Problem to work on | Resume the candle-mixing quiz text after its final sentence, continuing the summary of the solution.

Excerpted text |

* * * *

186 Mix and Match

Description

I purchased a number of scented candles recently for sending out to friends and family. While I could be accused of being lazy by getting candles for several people, I’d like to mix up the candles a bit so that each recipient gets a different combination of scents.

Please help me out! Your task is to write a method that randomizes and mixes up the individual candles into groups, one per recipient, in order to minimize group duplication. So, for example:

candles = { :orange   => 3,
            :vanilla  => 2,
            :lavender => 2,
            :garden   => 4 }
            
recipients = %w(janet nancy susan)

candles_per_recipient = 3

> mix_and_match(candles, recipients, candles_per_recipient)

=> { "janet" => [:garden, :lavender, :orange],
     "nancy" => [:garden, :orange, :vanilla],
     "susan" => [:garden, :lavender, :vanilla],
     :left   => { :orange   => 1,
                  :vanilla  => 0,
                  :lavender => 0,
                  :garden   => 1
                }
    }

If it is impossible to have a unique combination for every recipient, you should still generate some set of combinations, minimizing repetition of combinations.

If the number of recipients times the number of candles per recipient is more than the supply, generate an error.

Summary

This week’s summary is provided by Peter, originally posted to his blog. I am providing it here with permission.

In my interpretation, this is a simple combinatorial problem: say the number of recipients is r and candles per recipient is c, then you are looking for a (preferably non-repeating) random selection of r elements of c-combinations of the original set of candles. (In fact it’s a bit more complicated than that: the c-combinations have to be recalculated from the remaining candles each time you give away a group of candles, so we’ll get to that). Sounds confusing? Don’t worry, after the implementation everything will be clear!

* * * *

Dataset section |
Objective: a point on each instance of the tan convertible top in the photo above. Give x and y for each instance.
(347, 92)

* * * *

Response below |
So first, define a k-combination for a histogram (a Hash like candles above, where keys are elements and values are cardinalities):

class Hash
  def comb(group_size)
    result = []    
    inner_comb = lambda do |head,tail|
      tail[0..-(group_size-head.size)].each do |e|
        if (head.size >= group_size-1)
          tail.each {|t| result << head + [t]}
        else
          inner_comb[head + [e], tail[tail.index(e)+1..-1]] 
        end
      end
    end
    inner_comb[[],self.inject([]) {|a,v| v[1].times{a << v[0]}; a}]
    result.uniq    
  end

For example:

candles = { :orange   => 2,
            :vanilla  => 1,
            :lavender => 1, 
            :garden => 1 }

pp candles.comb(3)

=> [[:lavender, :garden, :orange],
    [:lavender, :garden, :vanilla],
    [:lavender, :orange, :orange],
    [:lavender, :orange, :vanilla],
    [:garden, :orange, :orange],
    [:garden, :orange, :vanilla],
    [:orange, :orange, :vanilla]]

So, for a set of candles, this method generates all possible 3-combinations of the candles. We can then pick one and assign it to one of the recipients. Then recalculate the above from the remaining candles, give it to the next recipient - and so on and so forth. That’s the basic idea, but we also need to ensure the candle combinations are as non-repeating as possible. So let’s define some further utility methods:

class Hash
  def remove_set(set)
    set.each {|e| self[e] -= 1}
  end  
end

The above code adjusts the number of candles in the original hash once we give away some of them. So for example:

candles = { :orange   => 2,
            :vanilla  => 1,
            :lavender => 1, 
            :garden => 1 }

candles.remove_set([:orange,:orange,:lavender])
p candles
=> {:lavender=>0, :garden=>1, :orange=>0, :vanilla=>1}

And some Array extensions:

class Array 
  def rand
    uniqs = self.select{|e| e.uniq.size == e.size}
  uniqs.empty? ? self[Kernel.rand(length)] : uniqs[Kernel.rand(uniqs.length)]
  end

  def unordered_include?(other)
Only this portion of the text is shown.